##### Source passage
Microsoft Toys With Managed Solutions

Even as it reorganizes sales to serve specific industries, Microsoft's services group is experimenting with "managed solutions" it claims could buoy partner profitability and decrease customers' costs.

Paula Rooney, Contributor

June 24, 2005

3 Min Read

Even as it reorganizes sales to serve specific industries, Microsoft's services group is experimenting with "managed solutions" it claims could buoy partner profitability and decrease customers' costs.

Microsoft's relationship with battery maker Energizer Holdings is just the first in a handful of experiments in which the vendor will provide desktop management services, said Rick Devenuti, corporate vice president of Microsoft's Services and IT unit.

Under that deal, Microsoft's IT department is securing and handling Energizer's desktop images, Exchange and SharePoint implementation.

In an interview with CRN last week in Redmond, Wash., Microsoft CEO Steve Ballmer said the company is studying ways to wring costs out of managing the desktop for every size of customer, but he stopped short of disclosing a sweeping managed services strategy.
##########
##### Material shown
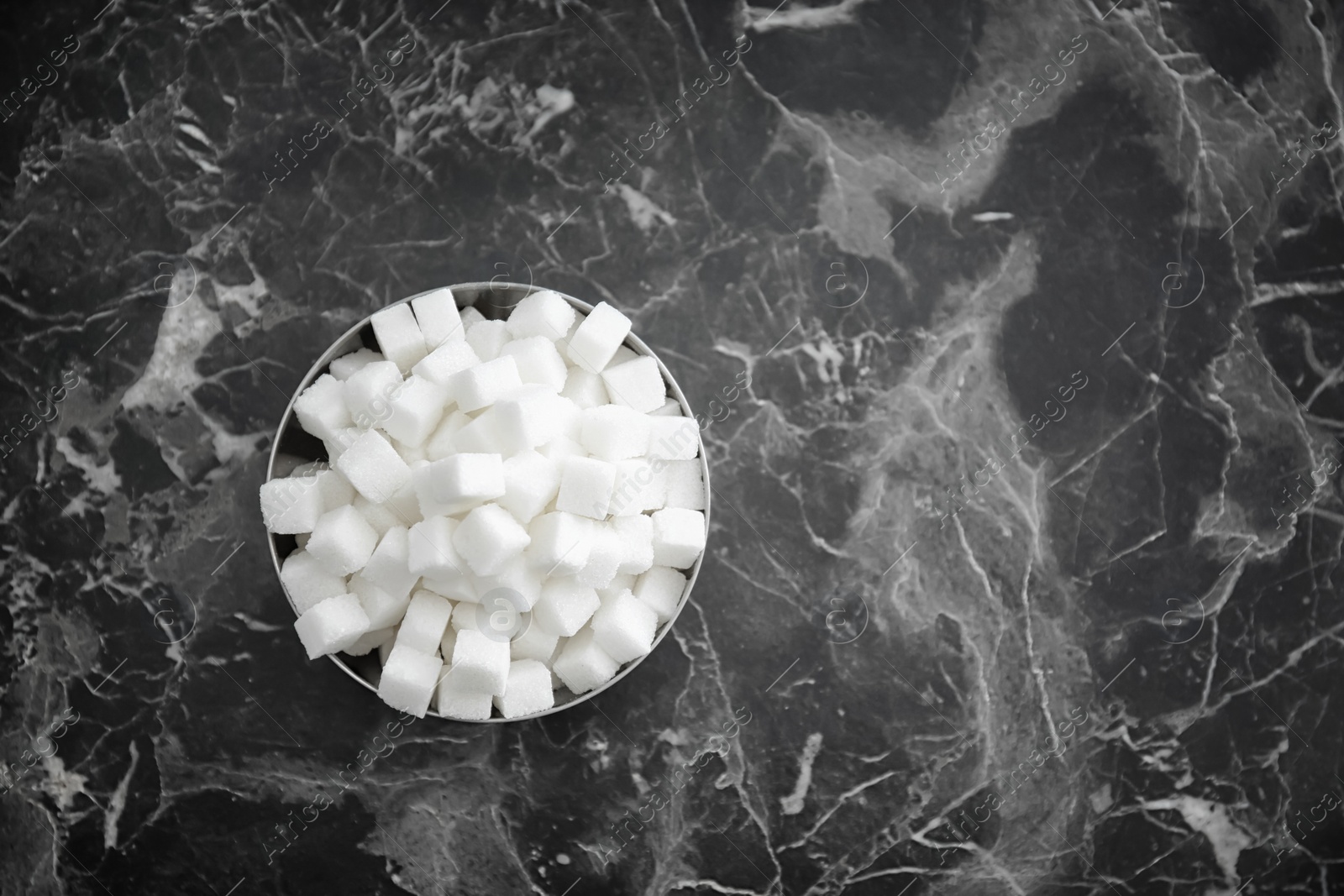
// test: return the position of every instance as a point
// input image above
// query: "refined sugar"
(636, 535)
(531, 481)
(487, 338)
(615, 432)
(308, 582)
(480, 663)
(430, 550)
(437, 316)
(561, 543)
(369, 642)
(542, 313)
(538, 362)
(370, 391)
(374, 466)
(454, 356)
(640, 485)
(349, 364)
(534, 642)
(342, 540)
(459, 483)
(672, 438)
(685, 485)
(526, 691)
(454, 701)
(416, 411)
(425, 621)
(400, 336)
(582, 664)
(441, 443)
(678, 537)
(585, 486)
(624, 627)
(564, 606)
(322, 407)
(382, 609)
(585, 389)
(331, 625)
(597, 338)
(604, 558)
(636, 383)
(488, 537)
(409, 679)
(486, 383)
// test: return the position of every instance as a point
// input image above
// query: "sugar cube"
(488, 537)
(526, 691)
(542, 313)
(615, 432)
(342, 540)
(437, 316)
(624, 627)
(331, 625)
(409, 679)
(308, 582)
(400, 336)
(322, 407)
(582, 665)
(585, 486)
(425, 621)
(678, 537)
(597, 338)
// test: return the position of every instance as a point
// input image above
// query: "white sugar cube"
(322, 407)
(409, 679)
(585, 389)
(597, 338)
(488, 537)
(526, 691)
(674, 438)
(660, 590)
(561, 543)
(638, 385)
(636, 535)
(531, 481)
(542, 313)
(416, 411)
(538, 362)
(370, 391)
(342, 540)
(382, 609)
(582, 664)
(349, 364)
(488, 382)
(480, 663)
(331, 625)
(678, 537)
(454, 356)
(425, 621)
(400, 336)
(487, 338)
(374, 466)
(437, 316)
(564, 606)
(459, 483)
(615, 432)
(429, 548)
(308, 582)
(454, 701)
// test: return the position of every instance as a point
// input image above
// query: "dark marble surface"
(1149, 569)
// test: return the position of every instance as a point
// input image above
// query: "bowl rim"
(342, 345)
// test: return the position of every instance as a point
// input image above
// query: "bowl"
(494, 300)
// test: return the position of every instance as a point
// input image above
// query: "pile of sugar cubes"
(510, 506)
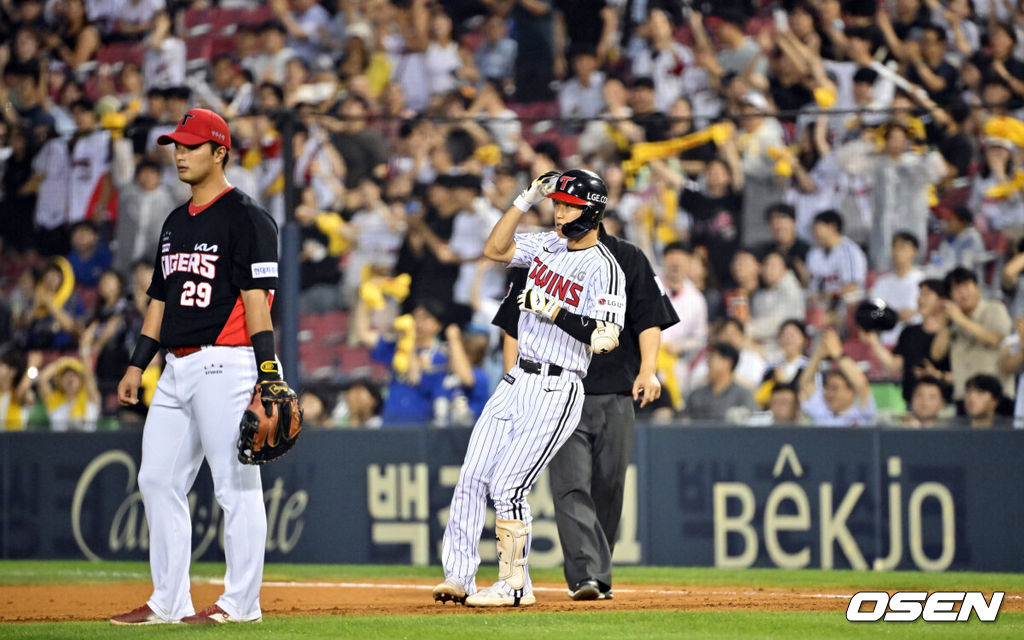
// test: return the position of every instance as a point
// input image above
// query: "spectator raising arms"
##########
Exercise tasks:
[1] Using the Microsoft managed-solutions article, answer these:
(a) What is the name of the battery maker in Microsoft's first managed-solutions experiment?
(b) Which corporate vice president of Microsoft's Services and IT unit is quoted?
(c) In what city did Steve Ballmer give his interview to CRN?
[2] Please carry on with the Microsoft managed-solutions article, starting after its final sentence.

Task responses:
[1]
(a) Energizer Holdings
(b) Rick Devenuti
(c) Redmond, Wash.

[2]
"We said to ourselves, 'Look, we have to engineer a solution,' " Ballmer said. "Whether we deliver it, who knows? Whether our partners deliver it, who knows?"

Rather than supplant partner opportunities, Devenuti maintains that "managed solutions" that emerge out of projects such as the one at Energizer, plus other packaged intellectual property from the Microsoft services organization that shows up in the form of SKUs, will free up partners from commodity IT services and refocus them on higher-margin opportunities higher up the software stack.

"We're at the very earliest stages of the concept of how do we take what we do, turn it into a Microsoft-proven solution, deploy it so that we understand it and then roll it out to partners with the right accreditation so a customer can say, 'I want that thing,' " Devenuti said. "And they can buy it from [Microsoft Services] and they can buy it from a type of partner."

One of the first SKUs likely to emerge is one for Exchange deployments that has been under development for about four months, Devenuti said. The offering would assess and tune factors within the customer's environment such as storage, bandwidth, operational processes, IO and Active Directory that help ensure successful implementation of Exchange, he said.

"A partner can show up with a Microsoft-proven solution and know that it will be the same experience," Devenuti said. "The thing about SKUs, if done well, [is there's a] predictable outcome: repeatable implementation."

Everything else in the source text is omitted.